**Consigne A**. Indiquez si chacune des affirmations suivantes concorde avec l'extrait sur la rénovation énergétique, en répondant par oui ou par non et en citant fidèlement les mots de l'extrait qui en décident. (i) Les bâtiments privés résidentiels consommant plus de 330 kilowattheures d'énergie primaire par mètre carré et par an devront être rénovés au plus tard en 2025. (ii) Les travaux effectifs de rénovation ont déjà largement démarré. (iii) L'essentiel des sommes investies pour le moment est consacré à la lutte contre la précarité énergétique.
**Consigne B**. Recopiez sans rien modifier, dans l'extrait sur la rénovation énergétique, le passage qui s'ouvre sur les mots contenant « Mais derrière ces » et se clôt sur « loin d'avoir démarré. ».

┌─ Extrait de page

Concernant la rénovation thermique des bâtiments, elle sera obligatoire pour tous les bâtiments privés résidentiels, tandis que les nouvelles constructions de l'Etat et des collectivités territoriales devront être "à énergie positive et à haute performance environnementale". Tous les bâtiments privés résidentiels dont la consommation en énergie primaire est supérieure à 330 kilowattheures d’énergie primaire par mètre carré et par an devront au plus tard en 2025 avoir fait l’objet d’une rénovation énergétique. En attendant, il est créé l’obligation, lors de travaux de ravalement ou de réfection de toiture, dans les cas et dans des conditions définies, d’effectuer des travaux d’isolation, même chose pour l’obligation lors de travaux de rénovation importants, "d’installation d’équipements de contrôle et de gestion active de l’énergie".
Mais derrière ces objectifs ambitieux et ces mesures volontaristes, se cache un manque de moyens criant. Et malgré un effort croissant de pédagogie et d'assistance méthodologique et technique, notamment au travers des agences du climat, points info énergie, et autres "Coach copro", les travaux effectifs sont encore loin d'avoir démarré.
L'essentiel des sommes investies pour le moment va à la lutte contre la précarité énergétique, ce qui est une bonne chose ; ils sont puisés notamment dans les fonds du "grand emprunt" (pour les "investissements d'avenir"), et permettent pour les ménages les plus modestes de réduire très fortement le "reste à charge". Mais pour les autres, les investissements sont coûteux, avec un retour incertain. Mettre en mouvement une copropriété en vue d'une rénovation énergétique relève de l'exploit, et pas seulement pour des raisons de complexité technique, souvent réelle ; le maquis des financements est lui aussi si complexe, entre les aides et financements individuels et les financements collectifs, qu'il faut des mois d'études préalables avant que les copropriétaires puissent décider en assemblée générale en toute connaissance de ce qu'ils auront à supporter in fine, et pour la plupart le "reste à charge" demeure élevé... Quant aux espoirs fondés sur le "tiers financement" - le "tiers financeur" finance les travaux et récupère sa mise sur les économies réalisées -, ils restent largement illusoires, pour deux raisons : la difficulté de lever sur le marché des fonds à suffisamment longue échéance, et les temps de retour trop longs actuellement du fait de la modération relative des coûts de l'énergie.

└─
┌─ Données extraites

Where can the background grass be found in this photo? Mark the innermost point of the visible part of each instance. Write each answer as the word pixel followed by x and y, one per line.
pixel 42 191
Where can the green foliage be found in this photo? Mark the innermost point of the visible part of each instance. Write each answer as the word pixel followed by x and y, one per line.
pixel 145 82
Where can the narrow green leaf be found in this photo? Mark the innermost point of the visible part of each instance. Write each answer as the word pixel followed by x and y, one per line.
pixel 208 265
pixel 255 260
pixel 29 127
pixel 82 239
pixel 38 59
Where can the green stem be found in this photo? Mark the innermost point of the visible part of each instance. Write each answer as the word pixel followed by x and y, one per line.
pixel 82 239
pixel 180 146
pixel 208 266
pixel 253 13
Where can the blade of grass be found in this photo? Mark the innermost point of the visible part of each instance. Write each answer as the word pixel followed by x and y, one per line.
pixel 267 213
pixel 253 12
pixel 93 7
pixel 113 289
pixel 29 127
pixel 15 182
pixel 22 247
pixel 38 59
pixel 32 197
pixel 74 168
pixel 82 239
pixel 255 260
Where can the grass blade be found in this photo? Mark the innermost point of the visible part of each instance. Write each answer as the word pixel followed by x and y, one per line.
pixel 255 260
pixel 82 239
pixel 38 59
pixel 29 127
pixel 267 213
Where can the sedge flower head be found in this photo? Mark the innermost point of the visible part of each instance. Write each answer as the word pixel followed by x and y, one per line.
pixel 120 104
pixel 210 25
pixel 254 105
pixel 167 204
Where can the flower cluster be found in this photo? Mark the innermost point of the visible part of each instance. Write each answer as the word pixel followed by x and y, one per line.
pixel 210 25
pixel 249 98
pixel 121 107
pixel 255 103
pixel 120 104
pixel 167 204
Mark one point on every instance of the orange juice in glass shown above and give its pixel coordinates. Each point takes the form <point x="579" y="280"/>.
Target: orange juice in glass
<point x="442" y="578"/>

└─
┌─ Données extraites

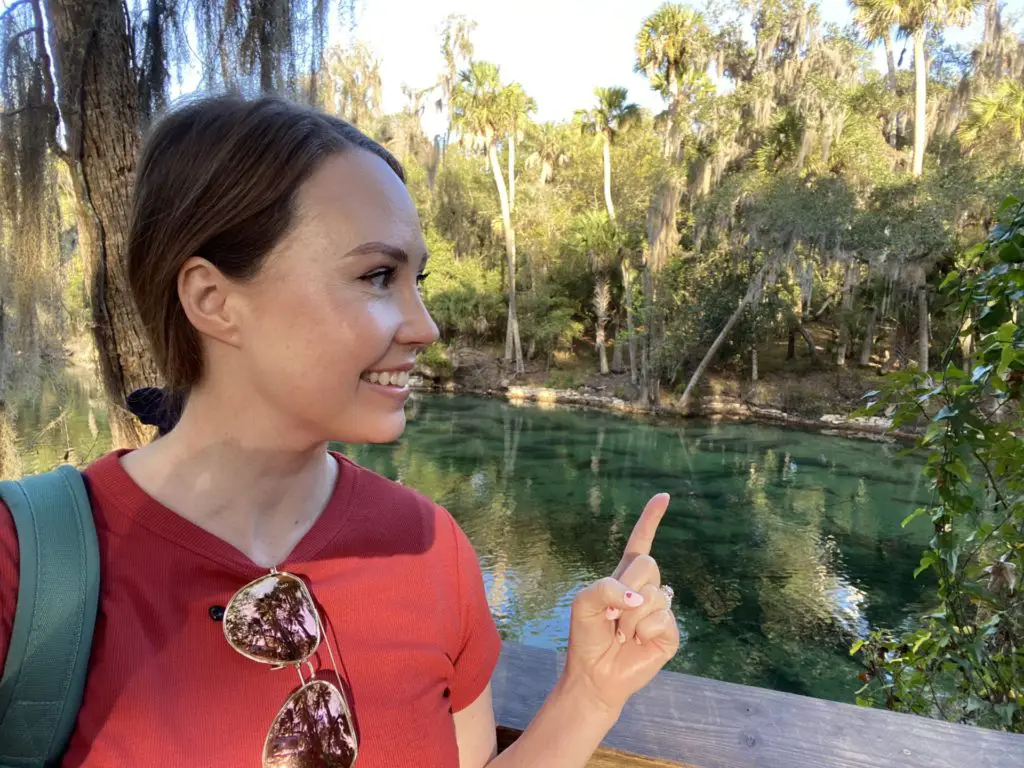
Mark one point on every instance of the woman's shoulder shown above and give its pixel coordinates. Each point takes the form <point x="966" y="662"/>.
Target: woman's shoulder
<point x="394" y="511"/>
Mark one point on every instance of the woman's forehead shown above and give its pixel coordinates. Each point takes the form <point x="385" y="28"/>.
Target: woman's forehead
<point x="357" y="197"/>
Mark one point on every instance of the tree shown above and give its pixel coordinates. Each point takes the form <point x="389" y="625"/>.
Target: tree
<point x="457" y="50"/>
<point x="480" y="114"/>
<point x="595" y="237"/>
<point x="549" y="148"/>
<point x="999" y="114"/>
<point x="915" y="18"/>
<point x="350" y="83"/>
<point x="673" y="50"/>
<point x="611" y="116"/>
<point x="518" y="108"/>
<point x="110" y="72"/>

└─
┌─ Données extraites

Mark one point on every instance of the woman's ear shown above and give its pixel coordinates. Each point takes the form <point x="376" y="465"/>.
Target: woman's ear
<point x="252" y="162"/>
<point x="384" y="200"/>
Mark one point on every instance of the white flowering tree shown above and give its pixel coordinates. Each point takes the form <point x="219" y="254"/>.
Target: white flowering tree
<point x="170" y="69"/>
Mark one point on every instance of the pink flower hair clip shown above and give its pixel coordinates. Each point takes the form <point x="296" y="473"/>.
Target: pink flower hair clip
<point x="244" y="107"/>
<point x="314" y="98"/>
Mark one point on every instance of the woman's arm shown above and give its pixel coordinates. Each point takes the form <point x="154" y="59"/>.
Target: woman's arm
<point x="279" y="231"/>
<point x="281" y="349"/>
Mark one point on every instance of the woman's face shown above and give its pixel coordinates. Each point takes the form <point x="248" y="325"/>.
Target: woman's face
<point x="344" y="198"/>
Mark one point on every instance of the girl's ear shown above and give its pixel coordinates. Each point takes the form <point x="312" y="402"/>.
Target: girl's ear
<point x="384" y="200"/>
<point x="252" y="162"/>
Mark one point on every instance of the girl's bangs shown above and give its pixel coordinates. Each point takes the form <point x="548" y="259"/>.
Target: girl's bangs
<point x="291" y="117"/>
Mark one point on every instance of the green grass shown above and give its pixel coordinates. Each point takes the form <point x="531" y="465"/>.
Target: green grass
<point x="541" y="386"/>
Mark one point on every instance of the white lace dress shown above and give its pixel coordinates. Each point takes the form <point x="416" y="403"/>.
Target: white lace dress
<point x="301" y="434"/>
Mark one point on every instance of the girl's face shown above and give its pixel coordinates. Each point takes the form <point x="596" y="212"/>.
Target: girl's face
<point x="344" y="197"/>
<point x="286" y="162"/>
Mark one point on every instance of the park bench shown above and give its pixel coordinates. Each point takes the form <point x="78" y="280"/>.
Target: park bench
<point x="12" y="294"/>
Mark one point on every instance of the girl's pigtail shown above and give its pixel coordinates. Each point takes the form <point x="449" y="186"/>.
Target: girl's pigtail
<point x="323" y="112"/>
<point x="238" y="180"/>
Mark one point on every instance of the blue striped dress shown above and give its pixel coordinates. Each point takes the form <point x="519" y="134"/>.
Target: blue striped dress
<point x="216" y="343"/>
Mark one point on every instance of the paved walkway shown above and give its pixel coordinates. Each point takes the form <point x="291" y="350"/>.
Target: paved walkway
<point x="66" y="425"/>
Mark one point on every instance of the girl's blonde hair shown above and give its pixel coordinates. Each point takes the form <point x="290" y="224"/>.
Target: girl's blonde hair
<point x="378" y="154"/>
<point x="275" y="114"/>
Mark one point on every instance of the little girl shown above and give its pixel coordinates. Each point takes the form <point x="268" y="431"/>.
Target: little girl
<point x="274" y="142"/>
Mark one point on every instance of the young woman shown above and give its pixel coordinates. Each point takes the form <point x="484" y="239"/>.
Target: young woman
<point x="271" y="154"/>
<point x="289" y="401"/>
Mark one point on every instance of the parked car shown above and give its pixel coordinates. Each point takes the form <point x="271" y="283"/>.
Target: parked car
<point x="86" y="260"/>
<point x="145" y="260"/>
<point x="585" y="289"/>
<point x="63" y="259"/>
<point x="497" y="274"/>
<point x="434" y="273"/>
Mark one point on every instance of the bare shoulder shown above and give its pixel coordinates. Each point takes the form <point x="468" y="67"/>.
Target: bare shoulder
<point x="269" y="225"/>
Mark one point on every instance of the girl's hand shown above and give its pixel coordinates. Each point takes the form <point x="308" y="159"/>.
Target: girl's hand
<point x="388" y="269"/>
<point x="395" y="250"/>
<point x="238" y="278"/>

└─

**Réponse rédigée A**.
(i) Oui : « devront au plus tard en 2025 avoir fait l’objet d’une rénovation énergétique ».
(ii) Non : « les travaux effectifs sont encore loin d'avoir démarré ».
(iii) Oui : « L'essentiel des sommes investies pour le moment va à la lutte contre la précarité énergétique ».

**Réponse rédigée B**.
Mais derrière ces objectifs ambitieux et ces mesures volontaristes, se cache un manque de moyens criant. Et malgré un effort croissant de pédagogie et d'assistance méthodologique et technique, notamment au travers des agences du climat, points info énergie, et autres "Coach copro", les travaux effectifs sont encore loin d'avoir démarré.